-------- Data provided --------

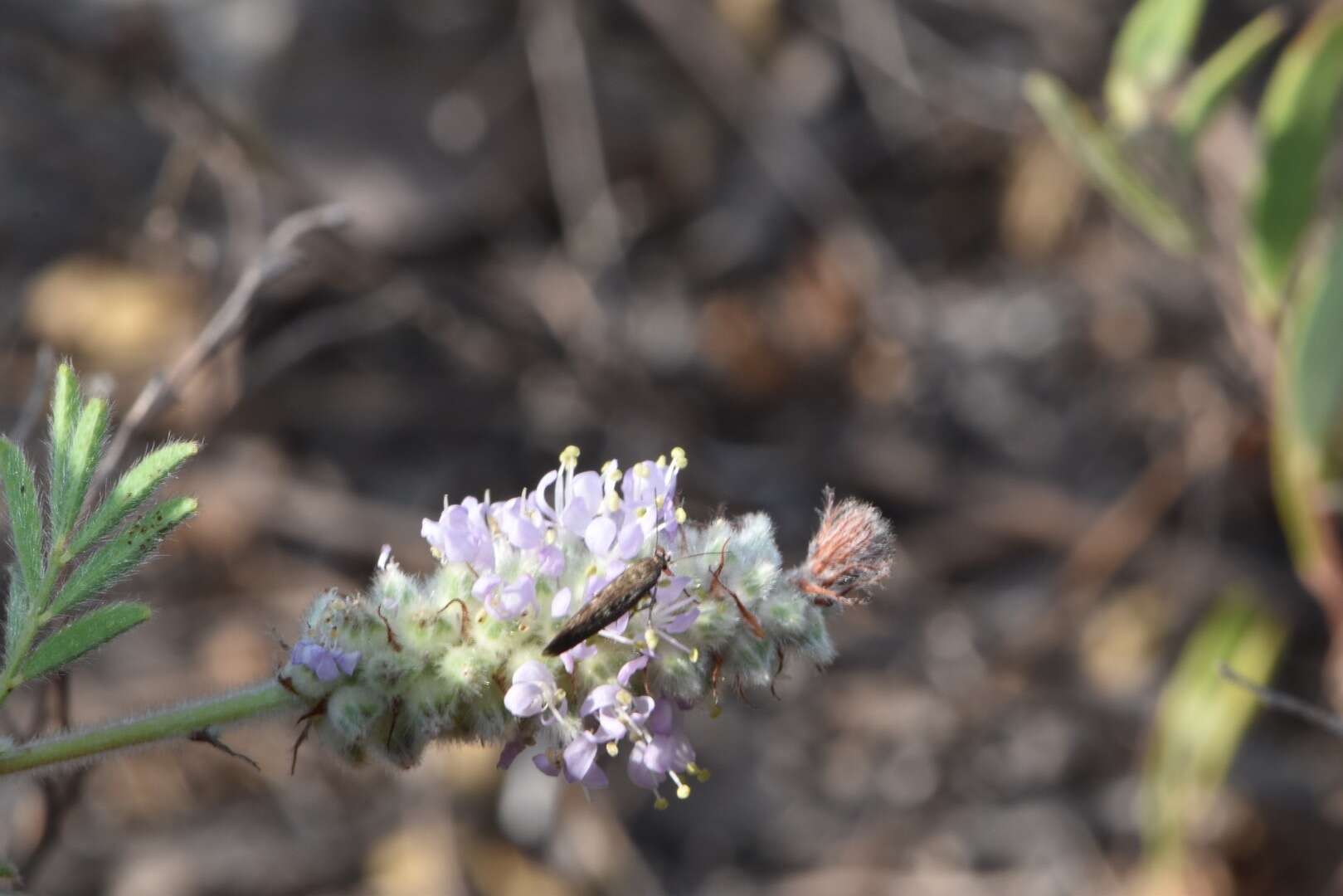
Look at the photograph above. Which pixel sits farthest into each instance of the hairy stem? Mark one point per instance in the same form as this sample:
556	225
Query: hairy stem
163	724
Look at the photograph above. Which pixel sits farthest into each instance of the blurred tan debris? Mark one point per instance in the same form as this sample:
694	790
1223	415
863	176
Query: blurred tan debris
110	314
416	859
1044	199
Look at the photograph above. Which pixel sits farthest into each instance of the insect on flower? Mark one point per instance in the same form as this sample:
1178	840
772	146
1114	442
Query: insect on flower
610	603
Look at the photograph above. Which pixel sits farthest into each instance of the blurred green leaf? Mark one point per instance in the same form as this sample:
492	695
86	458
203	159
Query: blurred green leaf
17	606
1297	123
1213	82
65	411
85	450
1314	356
1202	718
21	497
1097	153
119	557
130	490
86	633
1150	51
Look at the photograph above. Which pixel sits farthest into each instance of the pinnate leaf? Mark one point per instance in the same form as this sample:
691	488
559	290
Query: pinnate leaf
130	492
21	496
121	555
86	633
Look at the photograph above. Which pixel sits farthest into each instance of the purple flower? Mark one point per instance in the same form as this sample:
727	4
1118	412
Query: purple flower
462	533
549	561
327	664
616	711
533	692
511	751
581	762
577	499
504	601
577	655
668	752
560	603
514	524
583	755
629	670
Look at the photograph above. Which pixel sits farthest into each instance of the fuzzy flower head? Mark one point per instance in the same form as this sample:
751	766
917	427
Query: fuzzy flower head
687	610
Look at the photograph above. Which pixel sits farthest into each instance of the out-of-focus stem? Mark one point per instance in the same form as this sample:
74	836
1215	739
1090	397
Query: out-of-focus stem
163	724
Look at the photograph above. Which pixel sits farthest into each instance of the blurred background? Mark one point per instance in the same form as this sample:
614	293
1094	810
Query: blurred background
814	242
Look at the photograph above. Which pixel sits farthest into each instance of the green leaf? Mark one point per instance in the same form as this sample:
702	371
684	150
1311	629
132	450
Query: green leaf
1202	718
1297	124
130	490
17	607
21	497
1314	360
86	633
1150	51
85	450
1097	153
65	411
1216	80
119	557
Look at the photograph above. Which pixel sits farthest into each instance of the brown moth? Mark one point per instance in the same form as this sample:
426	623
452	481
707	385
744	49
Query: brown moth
620	596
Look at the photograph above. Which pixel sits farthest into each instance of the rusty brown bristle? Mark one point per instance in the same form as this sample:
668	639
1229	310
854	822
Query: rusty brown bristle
852	551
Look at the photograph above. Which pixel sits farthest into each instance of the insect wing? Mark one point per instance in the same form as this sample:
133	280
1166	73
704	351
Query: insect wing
607	605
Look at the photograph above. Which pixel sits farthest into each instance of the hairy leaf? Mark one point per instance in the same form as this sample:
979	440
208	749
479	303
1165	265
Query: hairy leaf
130	490
1216	80
1297	123
65	411
21	496
121	555
17	609
86	633
1097	153
85	450
1149	52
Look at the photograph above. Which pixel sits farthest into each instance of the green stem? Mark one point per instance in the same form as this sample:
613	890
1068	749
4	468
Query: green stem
163	724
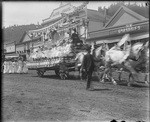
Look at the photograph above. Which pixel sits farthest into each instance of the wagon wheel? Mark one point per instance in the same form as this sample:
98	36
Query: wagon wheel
57	72
99	73
40	73
63	76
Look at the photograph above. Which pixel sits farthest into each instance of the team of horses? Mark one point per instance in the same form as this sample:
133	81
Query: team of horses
133	59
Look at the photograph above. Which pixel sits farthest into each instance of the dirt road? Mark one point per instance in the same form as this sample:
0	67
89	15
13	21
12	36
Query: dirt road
27	97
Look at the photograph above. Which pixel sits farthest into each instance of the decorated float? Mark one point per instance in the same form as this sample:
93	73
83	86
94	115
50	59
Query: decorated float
61	43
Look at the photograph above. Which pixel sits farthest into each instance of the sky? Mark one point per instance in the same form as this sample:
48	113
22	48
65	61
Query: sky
24	13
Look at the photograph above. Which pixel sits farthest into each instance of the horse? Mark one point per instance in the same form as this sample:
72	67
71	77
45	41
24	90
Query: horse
135	57
79	59
98	55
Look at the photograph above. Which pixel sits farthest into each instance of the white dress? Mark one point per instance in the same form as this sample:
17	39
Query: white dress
19	67
25	69
10	67
4	67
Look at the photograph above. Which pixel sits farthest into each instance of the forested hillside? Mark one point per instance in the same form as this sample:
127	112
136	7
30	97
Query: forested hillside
14	33
142	10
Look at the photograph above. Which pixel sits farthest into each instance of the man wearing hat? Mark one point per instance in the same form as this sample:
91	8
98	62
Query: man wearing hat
75	37
88	67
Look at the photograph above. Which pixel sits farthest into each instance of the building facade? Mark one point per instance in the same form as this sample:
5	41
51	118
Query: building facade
124	21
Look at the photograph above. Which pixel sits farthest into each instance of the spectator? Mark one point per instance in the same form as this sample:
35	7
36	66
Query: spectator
88	67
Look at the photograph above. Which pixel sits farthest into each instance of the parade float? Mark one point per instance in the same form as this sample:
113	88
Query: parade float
59	47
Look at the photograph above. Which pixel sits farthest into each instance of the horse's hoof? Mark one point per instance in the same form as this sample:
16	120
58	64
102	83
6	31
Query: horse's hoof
114	82
147	83
129	84
102	81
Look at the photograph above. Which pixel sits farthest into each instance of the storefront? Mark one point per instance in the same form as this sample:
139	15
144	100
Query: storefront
123	22
65	19
10	49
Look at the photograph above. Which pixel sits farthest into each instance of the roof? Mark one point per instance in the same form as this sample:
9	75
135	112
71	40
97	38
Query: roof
93	14
57	9
120	12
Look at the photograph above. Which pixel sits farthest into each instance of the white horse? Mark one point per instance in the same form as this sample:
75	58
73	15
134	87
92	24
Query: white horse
79	59
130	60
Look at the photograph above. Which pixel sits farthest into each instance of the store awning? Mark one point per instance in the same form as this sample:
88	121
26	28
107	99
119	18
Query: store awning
136	36
11	55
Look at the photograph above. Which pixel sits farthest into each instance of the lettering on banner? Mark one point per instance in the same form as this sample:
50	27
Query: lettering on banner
129	28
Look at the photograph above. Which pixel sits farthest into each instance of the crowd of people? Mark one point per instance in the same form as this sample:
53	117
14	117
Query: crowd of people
13	65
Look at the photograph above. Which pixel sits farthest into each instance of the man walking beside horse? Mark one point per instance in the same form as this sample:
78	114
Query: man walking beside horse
88	67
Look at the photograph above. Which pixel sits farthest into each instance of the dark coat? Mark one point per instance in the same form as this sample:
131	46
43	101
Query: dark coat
88	62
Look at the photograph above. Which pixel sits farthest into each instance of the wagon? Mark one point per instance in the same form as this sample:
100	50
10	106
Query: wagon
61	65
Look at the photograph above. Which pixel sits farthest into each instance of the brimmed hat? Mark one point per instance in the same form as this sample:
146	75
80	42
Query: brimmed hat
87	47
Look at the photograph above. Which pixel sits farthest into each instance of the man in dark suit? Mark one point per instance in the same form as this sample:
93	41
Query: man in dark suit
75	37
88	67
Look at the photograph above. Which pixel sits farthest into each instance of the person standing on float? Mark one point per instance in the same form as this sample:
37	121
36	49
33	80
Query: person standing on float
13	66
10	66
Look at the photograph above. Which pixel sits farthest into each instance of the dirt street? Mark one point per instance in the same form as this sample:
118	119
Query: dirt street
27	97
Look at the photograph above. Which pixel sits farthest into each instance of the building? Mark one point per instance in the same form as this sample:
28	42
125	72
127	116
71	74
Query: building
77	16
10	50
26	44
124	21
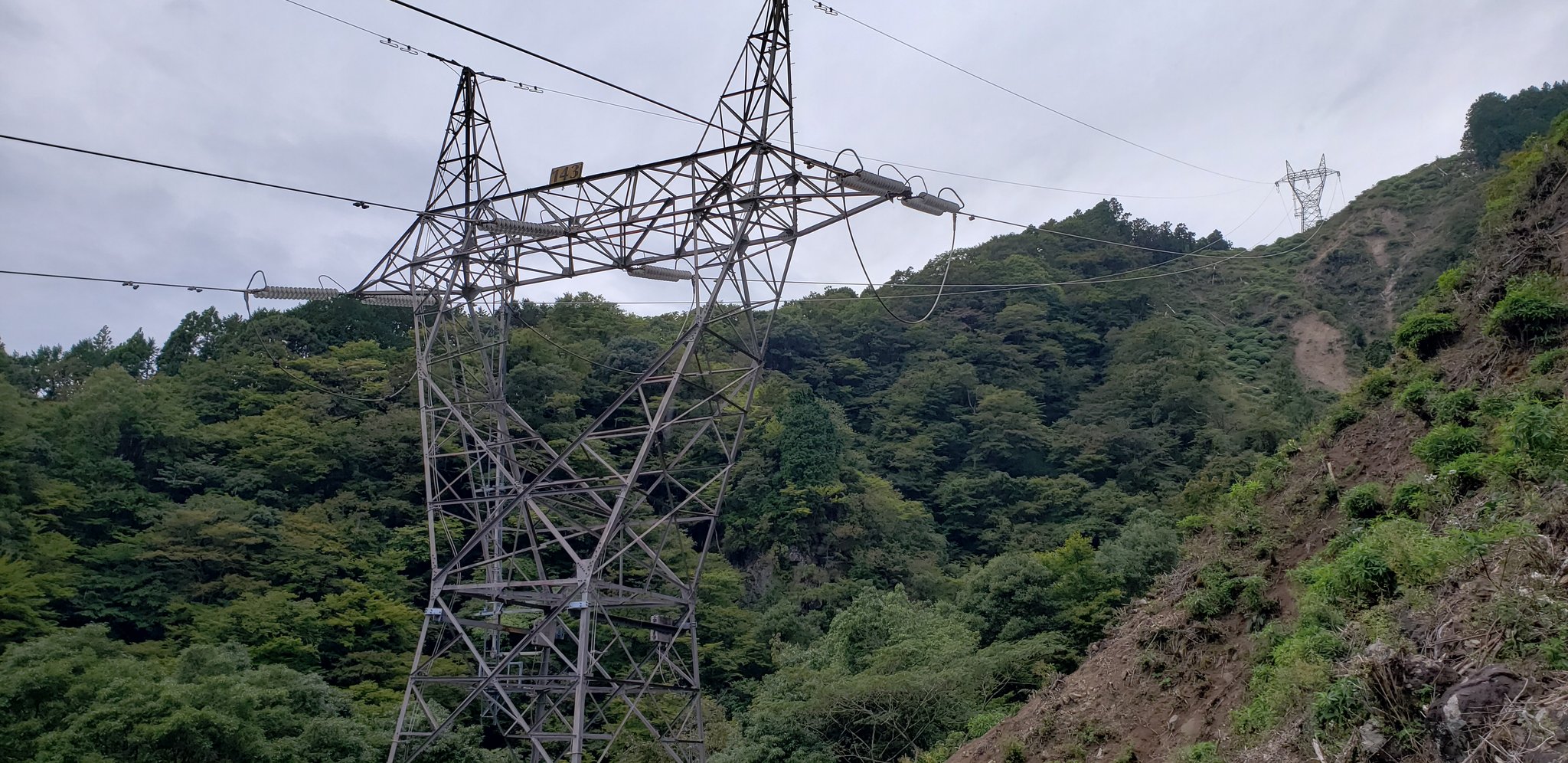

--------

**Task to carry out**
Pull out each line of the material above that contains the string "facade". Uppercase and lowercase letters count as different.

**Full response**
Look at the photograph above. Which pixel sits farthest into each instance of the building facade? Mark one point per instance in the same form as this sample:
Query: building facade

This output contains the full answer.